- Task material -
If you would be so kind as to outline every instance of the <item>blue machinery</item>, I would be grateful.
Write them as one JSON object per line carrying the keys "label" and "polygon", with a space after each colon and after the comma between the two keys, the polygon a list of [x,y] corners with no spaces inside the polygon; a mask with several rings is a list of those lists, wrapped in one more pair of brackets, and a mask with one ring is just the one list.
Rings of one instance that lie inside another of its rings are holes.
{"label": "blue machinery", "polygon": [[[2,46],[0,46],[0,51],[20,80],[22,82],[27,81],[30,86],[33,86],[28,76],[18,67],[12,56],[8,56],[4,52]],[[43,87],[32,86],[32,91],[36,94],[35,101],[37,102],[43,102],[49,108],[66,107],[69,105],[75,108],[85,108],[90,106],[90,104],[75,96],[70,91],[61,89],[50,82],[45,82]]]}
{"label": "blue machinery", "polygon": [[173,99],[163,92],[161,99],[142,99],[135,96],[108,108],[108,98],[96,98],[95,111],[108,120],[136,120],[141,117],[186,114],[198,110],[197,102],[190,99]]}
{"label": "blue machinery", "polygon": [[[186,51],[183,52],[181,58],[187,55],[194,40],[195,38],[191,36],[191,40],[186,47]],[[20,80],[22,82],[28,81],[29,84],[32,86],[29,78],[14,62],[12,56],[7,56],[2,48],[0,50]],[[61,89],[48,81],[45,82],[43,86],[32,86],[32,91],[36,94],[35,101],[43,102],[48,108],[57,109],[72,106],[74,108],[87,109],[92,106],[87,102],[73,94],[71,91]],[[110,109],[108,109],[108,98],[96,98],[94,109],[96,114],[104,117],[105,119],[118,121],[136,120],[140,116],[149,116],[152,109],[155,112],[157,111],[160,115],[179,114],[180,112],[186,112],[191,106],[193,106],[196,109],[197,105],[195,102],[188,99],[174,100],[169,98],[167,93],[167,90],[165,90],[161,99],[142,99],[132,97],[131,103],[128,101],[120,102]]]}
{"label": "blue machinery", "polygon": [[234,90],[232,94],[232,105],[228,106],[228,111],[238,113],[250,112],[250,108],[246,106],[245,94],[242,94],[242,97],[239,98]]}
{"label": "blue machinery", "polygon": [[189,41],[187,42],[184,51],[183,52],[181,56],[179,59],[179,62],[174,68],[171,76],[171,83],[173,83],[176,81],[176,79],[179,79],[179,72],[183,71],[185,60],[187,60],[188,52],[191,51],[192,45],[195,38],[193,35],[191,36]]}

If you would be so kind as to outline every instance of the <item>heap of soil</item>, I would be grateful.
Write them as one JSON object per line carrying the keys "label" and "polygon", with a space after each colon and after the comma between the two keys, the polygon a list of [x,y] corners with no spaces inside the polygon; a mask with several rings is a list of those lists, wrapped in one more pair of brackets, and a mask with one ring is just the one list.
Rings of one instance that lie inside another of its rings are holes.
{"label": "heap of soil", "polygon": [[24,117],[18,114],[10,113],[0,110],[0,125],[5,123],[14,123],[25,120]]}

- Stated exercise -
Could you lay out every line of the rows above as a Markdown table with the columns "No." and "Line," numbering each line and leaving out the blank ones?

- Result of the exercise -
| No. | Line |
|---|---|
| 1 | If you would be so kind as to outline every instance of the <item>blue machinery</item>, I would be grateful. |
| 2 | Write them as one JSON object per line carrying the keys "label" and "polygon", with a space after each colon and after the comma between the two keys, the polygon a list of [x,y] corners with no spaces inside the polygon; a mask with several rings is a list of those lists, wrapped in one more pair of brackets, and a mask with one ring is just the one list. |
| 3 | Rings of one instance that lie inside another of its rings are holes. |
| 4 | {"label": "blue machinery", "polygon": [[[2,46],[0,46],[0,51],[20,80],[22,82],[27,81],[30,86],[33,86],[28,76],[18,67],[12,56],[8,56],[4,52]],[[43,87],[32,86],[32,91],[36,94],[35,101],[37,102],[43,102],[49,108],[66,107],[69,105],[75,108],[85,108],[90,106],[90,104],[75,96],[70,91],[61,89],[50,82],[45,82]]]} |
| 5 | {"label": "blue machinery", "polygon": [[173,99],[163,92],[161,99],[142,99],[135,96],[108,108],[108,98],[96,98],[95,111],[108,120],[136,120],[141,117],[186,114],[198,110],[197,102],[190,99]]} |
| 6 | {"label": "blue machinery", "polygon": [[[186,51],[183,52],[181,58],[187,55],[194,40],[195,38],[191,36],[191,40],[186,47]],[[20,80],[22,82],[28,81],[29,84],[32,86],[29,78],[14,62],[12,56],[7,56],[2,48],[0,50]],[[61,89],[48,81],[45,82],[43,86],[32,86],[32,91],[36,94],[35,101],[43,102],[48,108],[57,109],[72,106],[74,108],[87,109],[92,106],[87,102],[73,94],[71,91]],[[110,109],[108,109],[108,98],[96,98],[94,109],[96,114],[104,117],[105,119],[118,121],[136,120],[140,116],[149,116],[152,109],[155,112],[157,111],[160,115],[179,114],[180,112],[186,112],[191,106],[193,106],[196,109],[197,105],[195,102],[188,99],[174,100],[169,98],[167,93],[167,90],[165,90],[161,99],[142,99],[132,97],[131,103],[128,101],[120,102]]]} |
| 7 | {"label": "blue machinery", "polygon": [[234,90],[232,94],[232,105],[228,106],[228,111],[238,113],[250,112],[250,108],[246,106],[245,94],[242,94],[242,97],[239,98]]} |
| 8 | {"label": "blue machinery", "polygon": [[189,41],[187,42],[184,51],[183,52],[181,56],[179,59],[179,62],[174,68],[171,76],[171,83],[173,83],[176,81],[176,79],[179,79],[179,72],[183,71],[185,60],[187,60],[188,52],[191,51],[192,45],[195,38],[193,35],[191,36]]} |
| 9 | If you would be so kind as to outline every instance of the <item>heap of soil</item>, I would be grateful. |
| 10 | Write them as one JSON object per line carrying the keys "label" and "polygon", with a space after each colon and after the comma between the two keys, the polygon a list of [x,y] corners with no spaces inside the polygon; a mask with several rings is a list of those lists, wrapped in one more pair of brackets, and a mask with one ring is just the one list. |
| 11 | Rings of one instance that lie inside another of its rings are holes. |
| 12 | {"label": "heap of soil", "polygon": [[24,117],[18,114],[10,113],[0,110],[0,125],[5,123],[14,123],[25,120]]} |